[BEGIN Provided information]

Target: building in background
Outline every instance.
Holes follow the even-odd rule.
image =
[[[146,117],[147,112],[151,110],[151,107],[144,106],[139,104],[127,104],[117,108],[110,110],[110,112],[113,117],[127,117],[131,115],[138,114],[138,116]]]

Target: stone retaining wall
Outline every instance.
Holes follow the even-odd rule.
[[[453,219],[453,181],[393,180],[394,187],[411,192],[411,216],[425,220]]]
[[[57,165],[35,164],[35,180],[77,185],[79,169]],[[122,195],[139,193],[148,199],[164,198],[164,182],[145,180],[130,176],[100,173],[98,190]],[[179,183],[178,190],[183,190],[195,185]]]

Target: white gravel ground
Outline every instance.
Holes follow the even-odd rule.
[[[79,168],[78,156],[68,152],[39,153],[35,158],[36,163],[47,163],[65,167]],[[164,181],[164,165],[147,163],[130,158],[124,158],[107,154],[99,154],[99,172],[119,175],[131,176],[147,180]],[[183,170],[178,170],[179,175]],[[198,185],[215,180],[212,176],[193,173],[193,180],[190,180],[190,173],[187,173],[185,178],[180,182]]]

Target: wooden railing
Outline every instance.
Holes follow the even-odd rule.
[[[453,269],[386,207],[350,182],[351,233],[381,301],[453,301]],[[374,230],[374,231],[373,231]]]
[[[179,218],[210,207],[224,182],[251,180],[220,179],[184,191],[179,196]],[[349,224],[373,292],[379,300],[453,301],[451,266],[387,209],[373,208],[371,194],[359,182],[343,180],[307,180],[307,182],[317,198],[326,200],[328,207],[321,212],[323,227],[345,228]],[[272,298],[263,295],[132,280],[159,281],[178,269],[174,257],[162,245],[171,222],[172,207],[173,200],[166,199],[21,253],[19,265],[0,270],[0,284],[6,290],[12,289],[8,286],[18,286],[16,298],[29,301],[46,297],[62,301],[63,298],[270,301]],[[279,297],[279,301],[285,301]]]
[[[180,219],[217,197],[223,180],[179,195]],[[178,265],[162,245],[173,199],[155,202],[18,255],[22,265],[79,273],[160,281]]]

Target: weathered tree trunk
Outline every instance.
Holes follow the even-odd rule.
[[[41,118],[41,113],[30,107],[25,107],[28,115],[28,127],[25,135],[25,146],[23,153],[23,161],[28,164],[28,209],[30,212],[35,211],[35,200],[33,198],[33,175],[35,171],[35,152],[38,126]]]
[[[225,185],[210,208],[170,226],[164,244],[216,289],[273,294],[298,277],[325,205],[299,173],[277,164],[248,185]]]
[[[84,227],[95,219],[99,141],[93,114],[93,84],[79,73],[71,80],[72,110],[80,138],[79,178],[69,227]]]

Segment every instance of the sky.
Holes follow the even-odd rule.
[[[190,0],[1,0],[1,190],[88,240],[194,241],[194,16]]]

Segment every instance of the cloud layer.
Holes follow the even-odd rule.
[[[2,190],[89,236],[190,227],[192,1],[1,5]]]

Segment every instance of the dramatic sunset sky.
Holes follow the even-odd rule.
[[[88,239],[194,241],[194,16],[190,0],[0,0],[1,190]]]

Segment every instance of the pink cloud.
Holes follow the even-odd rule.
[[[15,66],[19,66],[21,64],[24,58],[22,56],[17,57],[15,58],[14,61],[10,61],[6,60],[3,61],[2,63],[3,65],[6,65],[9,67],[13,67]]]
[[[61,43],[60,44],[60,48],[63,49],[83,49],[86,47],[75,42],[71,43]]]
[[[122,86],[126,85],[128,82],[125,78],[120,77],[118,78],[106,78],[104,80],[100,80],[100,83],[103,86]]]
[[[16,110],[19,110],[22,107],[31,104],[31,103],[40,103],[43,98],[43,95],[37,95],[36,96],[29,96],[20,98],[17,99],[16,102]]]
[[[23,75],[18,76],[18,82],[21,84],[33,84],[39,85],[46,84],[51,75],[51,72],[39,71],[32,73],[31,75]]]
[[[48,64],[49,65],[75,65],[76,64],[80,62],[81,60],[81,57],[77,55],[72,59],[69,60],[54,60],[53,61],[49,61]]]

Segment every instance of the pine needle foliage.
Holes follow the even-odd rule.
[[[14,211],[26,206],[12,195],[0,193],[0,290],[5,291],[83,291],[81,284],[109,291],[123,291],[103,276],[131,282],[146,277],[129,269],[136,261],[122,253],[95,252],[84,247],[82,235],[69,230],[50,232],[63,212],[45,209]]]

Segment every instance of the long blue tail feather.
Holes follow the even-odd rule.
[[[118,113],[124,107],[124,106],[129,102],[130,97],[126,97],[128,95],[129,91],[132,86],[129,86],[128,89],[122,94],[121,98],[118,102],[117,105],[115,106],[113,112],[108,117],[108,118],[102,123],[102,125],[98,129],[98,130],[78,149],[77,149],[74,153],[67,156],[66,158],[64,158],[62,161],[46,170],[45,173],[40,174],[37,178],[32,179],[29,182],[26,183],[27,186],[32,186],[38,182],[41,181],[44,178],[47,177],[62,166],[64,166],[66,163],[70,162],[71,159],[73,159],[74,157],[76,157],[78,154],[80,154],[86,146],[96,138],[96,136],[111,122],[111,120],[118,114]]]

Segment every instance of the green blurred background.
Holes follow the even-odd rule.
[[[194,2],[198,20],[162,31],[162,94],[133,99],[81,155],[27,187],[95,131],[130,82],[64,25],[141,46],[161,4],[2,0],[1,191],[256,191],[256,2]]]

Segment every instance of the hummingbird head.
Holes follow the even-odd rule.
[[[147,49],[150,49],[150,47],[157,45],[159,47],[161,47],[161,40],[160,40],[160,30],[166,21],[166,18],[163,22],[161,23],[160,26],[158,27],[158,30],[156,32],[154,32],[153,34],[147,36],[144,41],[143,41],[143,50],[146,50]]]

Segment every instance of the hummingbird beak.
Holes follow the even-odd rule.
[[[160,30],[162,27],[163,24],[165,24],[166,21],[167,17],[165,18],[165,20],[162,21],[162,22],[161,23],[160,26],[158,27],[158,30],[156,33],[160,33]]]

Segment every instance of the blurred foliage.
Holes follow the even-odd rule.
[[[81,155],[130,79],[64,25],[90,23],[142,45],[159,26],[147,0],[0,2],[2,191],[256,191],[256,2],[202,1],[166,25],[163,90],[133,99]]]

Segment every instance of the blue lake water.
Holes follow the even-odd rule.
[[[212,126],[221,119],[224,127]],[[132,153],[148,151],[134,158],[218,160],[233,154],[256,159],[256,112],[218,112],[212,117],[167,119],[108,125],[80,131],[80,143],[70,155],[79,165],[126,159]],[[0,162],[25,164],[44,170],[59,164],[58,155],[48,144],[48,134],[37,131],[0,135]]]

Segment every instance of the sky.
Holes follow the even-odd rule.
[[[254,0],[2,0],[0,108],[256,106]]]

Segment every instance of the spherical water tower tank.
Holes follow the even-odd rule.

[END Provided information]

Exercise objective:
Nothing but the lines from the one with "Segment every instance of the blue" through the last line should be repeated, each exactly as it stands.

Output for this exercise:
Segment every instance of the blue lake water.
Holes follow the even-odd rule.
[[[212,126],[221,119],[224,127]],[[132,153],[148,151],[134,158],[218,160],[233,154],[256,159],[256,112],[218,112],[212,117],[167,119],[108,125],[80,131],[80,143],[70,155],[79,165],[126,159]],[[0,162],[25,164],[44,170],[59,164],[58,155],[48,144],[48,134],[37,131],[0,135]]]

Segment every instance of the sky.
Holes follow the even-odd rule.
[[[254,0],[2,0],[0,108],[256,106]]]

Segment every instance of the spherical water tower tank.
Holes follow the even-odd rule.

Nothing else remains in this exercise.